## Directions
Please copy the whole news report about the family found alive in a Nevada mountain range, word for word.

## Page excerpt

A couple and four young children missing in frigid weather since they went on an outing to play in the snow on Sunday were found alive in a remote mountain range in Nevada on Tuesday huddled in their overturned vehicle, a sheriff's dispatch supervisor said.

The couple had taken their two children and the woman's niece and nephew, who range in age from 3 to 10, to an abandoned mining camp in the Seven Troughs range of northwestern Nevada, Pershing County dispatch supervisor Sheila Reitz said.

The six were found in good condition and were treated for exposure and dehydration at the Pershing General Hospital in Lovelock, Nevada, said Patty Bianchi, chief executive officer of the facility. They did not have frostbite, she said.

A doctor at the hospital told reporters the six family members were doing "remarkably well" considering their ordeal.

"They did a lot of things right by staying with the vehicle, and they did have food and water available with them, and as soon as the vehicle suffered this slow rollover accident, the father jumped into action," Dr. Douglas Vacek added.

He "knew that they had to stay warm, and the first thing he did was build a fire and he was able to keep that fire going the entire time while they were out."

## Entries supplied
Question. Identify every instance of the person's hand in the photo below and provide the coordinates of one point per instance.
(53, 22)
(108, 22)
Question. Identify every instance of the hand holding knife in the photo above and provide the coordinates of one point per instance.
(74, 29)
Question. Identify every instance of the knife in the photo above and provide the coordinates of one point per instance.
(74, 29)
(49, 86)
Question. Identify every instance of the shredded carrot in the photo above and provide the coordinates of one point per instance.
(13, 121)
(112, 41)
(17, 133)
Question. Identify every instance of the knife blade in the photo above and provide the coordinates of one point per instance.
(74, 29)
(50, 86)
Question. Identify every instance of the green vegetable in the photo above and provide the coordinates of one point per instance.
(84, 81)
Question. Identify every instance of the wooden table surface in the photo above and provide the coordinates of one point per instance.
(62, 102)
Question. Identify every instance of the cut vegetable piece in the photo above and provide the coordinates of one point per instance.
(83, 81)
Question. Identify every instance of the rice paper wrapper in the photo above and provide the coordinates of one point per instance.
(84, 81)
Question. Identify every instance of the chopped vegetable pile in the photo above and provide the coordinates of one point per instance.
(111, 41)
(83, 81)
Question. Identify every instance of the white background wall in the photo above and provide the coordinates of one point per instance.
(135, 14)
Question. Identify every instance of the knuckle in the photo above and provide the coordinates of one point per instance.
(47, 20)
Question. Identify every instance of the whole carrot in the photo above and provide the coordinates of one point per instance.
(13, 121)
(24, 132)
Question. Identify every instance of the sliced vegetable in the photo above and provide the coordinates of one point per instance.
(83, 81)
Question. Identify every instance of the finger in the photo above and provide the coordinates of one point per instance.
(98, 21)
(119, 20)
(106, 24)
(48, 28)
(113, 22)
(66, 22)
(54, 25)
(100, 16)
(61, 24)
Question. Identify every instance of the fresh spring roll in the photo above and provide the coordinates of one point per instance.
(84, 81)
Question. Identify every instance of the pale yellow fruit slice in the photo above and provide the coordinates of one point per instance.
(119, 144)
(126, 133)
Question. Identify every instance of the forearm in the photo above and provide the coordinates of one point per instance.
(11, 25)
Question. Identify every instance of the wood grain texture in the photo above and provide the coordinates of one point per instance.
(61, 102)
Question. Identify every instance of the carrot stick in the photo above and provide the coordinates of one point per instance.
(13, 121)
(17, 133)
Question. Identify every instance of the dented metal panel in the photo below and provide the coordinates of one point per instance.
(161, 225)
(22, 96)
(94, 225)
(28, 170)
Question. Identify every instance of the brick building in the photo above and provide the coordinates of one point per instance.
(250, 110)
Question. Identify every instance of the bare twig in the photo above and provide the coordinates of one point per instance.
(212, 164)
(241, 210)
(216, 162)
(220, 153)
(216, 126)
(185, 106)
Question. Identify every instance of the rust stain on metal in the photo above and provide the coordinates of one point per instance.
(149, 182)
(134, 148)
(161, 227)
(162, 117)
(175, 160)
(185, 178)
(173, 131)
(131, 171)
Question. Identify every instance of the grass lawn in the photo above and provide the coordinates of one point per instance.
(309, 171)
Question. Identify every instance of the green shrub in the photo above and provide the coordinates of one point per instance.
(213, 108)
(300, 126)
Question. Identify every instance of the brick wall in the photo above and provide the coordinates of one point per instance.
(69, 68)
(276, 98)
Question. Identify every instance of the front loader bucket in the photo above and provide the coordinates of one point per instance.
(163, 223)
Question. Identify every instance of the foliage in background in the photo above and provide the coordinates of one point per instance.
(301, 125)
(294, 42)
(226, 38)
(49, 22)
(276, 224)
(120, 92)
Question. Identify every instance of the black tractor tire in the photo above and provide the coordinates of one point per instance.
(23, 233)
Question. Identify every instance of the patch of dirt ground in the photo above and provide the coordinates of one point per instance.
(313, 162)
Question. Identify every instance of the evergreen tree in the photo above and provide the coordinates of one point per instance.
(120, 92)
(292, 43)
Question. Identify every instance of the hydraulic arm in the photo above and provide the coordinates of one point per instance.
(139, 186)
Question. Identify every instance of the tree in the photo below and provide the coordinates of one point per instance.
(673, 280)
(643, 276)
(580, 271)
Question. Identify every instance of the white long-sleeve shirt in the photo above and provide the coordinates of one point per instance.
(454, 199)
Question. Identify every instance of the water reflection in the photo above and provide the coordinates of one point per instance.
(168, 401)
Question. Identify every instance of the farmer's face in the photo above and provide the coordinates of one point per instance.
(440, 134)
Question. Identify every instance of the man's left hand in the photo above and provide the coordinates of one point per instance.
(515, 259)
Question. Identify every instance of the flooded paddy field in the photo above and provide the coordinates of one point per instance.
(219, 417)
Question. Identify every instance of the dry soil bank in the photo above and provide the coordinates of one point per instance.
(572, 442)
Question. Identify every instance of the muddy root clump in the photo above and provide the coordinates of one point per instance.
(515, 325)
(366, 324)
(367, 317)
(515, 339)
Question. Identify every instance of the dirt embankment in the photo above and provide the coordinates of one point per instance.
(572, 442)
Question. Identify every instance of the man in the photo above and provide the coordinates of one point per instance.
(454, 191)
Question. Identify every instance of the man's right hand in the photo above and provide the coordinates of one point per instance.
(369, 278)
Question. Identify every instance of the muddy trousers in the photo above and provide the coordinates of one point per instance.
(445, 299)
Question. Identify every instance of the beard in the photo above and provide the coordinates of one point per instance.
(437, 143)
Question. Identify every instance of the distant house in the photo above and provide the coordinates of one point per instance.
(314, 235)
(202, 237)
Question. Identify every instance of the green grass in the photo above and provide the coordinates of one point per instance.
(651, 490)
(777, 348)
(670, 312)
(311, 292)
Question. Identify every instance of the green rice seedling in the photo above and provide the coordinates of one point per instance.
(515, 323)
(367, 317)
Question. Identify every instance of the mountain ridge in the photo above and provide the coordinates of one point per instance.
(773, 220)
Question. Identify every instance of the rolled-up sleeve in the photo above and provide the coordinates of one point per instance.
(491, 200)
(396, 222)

## Result of the exercise
A couple and four young children missing in frigid weather since they went on an outing to play in the snow on Sunday were found alive in a remote mountain range in Nevada on Tuesday huddled in their overturned vehicle, a sheriff's dispatch supervisor said.

The couple had taken their two children and the woman's niece and nephew, who range in age from 3 to 10, to an abandoned mining camp in the Seven Troughs range of northwestern Nevada, Pershing County dispatch supervisor Sheila Reitz said.

The six were found in good condition and were treated for exposure and dehydration at the Pershing General Hospital in Lovelock, Nevada, said Patty Bianchi, chief executive officer of the facility. They did not have frostbite, she said.

A doctor at the hospital told reporters the six family members were doing "remarkably well" considering their ordeal.

"They did a lot of things right by staying with the vehicle, and they did have food and water available with them, and as soon as the vehicle suffered this slow rollover accident, the father jumped into action," Dr. Douglas Vacek added.

He "knew that they had to stay warm, and the first thing he did was build a fire and he was able to keep that fire going the entire time while they were out."